#### [Task directions]
Reproduce the listing from the line containing "[point] every instance of the neighboring" through the end of the listing, renaming "snow on ground" to "ground snow" and leaving everything else as it stands. Give only those lines.

#### [Data in this exercise]
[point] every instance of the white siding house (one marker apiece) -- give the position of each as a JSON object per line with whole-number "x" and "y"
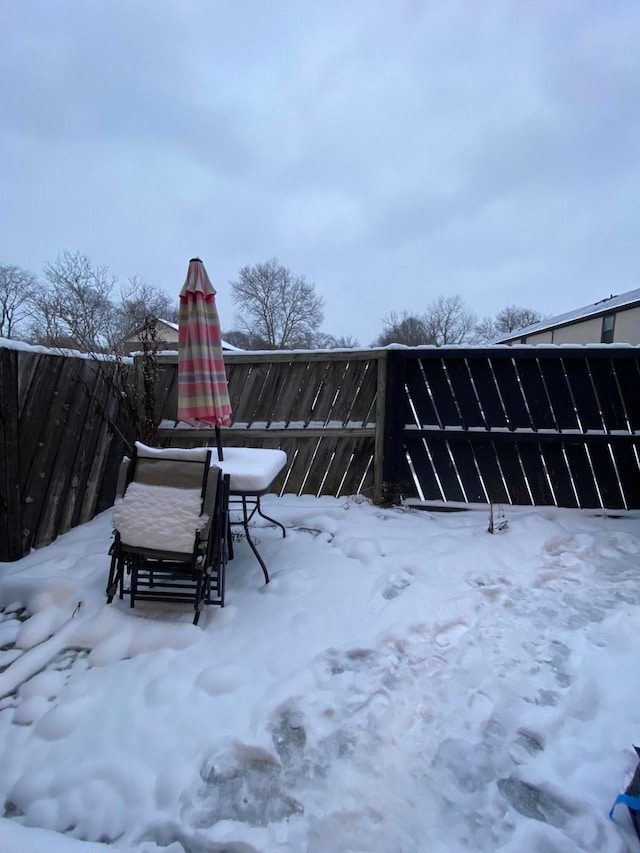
{"x": 613, "y": 320}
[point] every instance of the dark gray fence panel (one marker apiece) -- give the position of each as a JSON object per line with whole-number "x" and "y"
{"x": 523, "y": 425}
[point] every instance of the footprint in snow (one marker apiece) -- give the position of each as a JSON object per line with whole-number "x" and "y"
{"x": 397, "y": 584}
{"x": 449, "y": 635}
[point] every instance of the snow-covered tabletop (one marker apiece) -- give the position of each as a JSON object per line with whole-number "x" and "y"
{"x": 252, "y": 469}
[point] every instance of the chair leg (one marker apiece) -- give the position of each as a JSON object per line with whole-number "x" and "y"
{"x": 116, "y": 576}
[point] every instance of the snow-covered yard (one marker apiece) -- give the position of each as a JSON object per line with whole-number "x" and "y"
{"x": 406, "y": 682}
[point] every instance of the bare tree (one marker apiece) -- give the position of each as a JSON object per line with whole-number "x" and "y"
{"x": 277, "y": 307}
{"x": 75, "y": 310}
{"x": 513, "y": 317}
{"x": 18, "y": 288}
{"x": 244, "y": 340}
{"x": 140, "y": 301}
{"x": 322, "y": 340}
{"x": 486, "y": 331}
{"x": 449, "y": 321}
{"x": 508, "y": 320}
{"x": 403, "y": 328}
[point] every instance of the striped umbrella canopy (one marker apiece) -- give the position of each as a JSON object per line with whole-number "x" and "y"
{"x": 203, "y": 396}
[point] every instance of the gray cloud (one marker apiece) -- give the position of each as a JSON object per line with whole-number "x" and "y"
{"x": 389, "y": 153}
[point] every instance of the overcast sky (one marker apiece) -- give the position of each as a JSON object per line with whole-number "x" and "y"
{"x": 388, "y": 150}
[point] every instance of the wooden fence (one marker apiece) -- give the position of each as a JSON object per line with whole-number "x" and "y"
{"x": 526, "y": 425}
{"x": 523, "y": 425}
{"x": 322, "y": 408}
{"x": 58, "y": 448}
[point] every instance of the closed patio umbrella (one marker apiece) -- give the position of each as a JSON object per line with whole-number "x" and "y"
{"x": 203, "y": 396}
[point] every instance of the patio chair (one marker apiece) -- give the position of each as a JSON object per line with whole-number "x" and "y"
{"x": 171, "y": 528}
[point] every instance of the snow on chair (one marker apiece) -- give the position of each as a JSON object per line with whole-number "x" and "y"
{"x": 171, "y": 523}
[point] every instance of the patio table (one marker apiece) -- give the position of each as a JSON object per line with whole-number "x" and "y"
{"x": 252, "y": 471}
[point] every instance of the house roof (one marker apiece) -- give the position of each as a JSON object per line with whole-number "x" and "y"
{"x": 603, "y": 306}
{"x": 176, "y": 328}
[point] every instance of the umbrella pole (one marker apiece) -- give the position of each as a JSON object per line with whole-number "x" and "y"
{"x": 219, "y": 444}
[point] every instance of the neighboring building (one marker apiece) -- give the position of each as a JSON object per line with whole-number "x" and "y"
{"x": 167, "y": 339}
{"x": 613, "y": 320}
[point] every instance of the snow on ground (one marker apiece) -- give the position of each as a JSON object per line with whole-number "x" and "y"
{"x": 406, "y": 682}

#### [Response to this exercise]
[point] every instance of the neighboring building (one marker apiece) -- give the position of each as a JSON object per line with whole-number "x" and "y"
{"x": 167, "y": 339}
{"x": 613, "y": 320}
[point] every instance of the ground snow (one marker apiece) -- give the position of each as a JSON object per line with whole-number "x" and "y"
{"x": 406, "y": 682}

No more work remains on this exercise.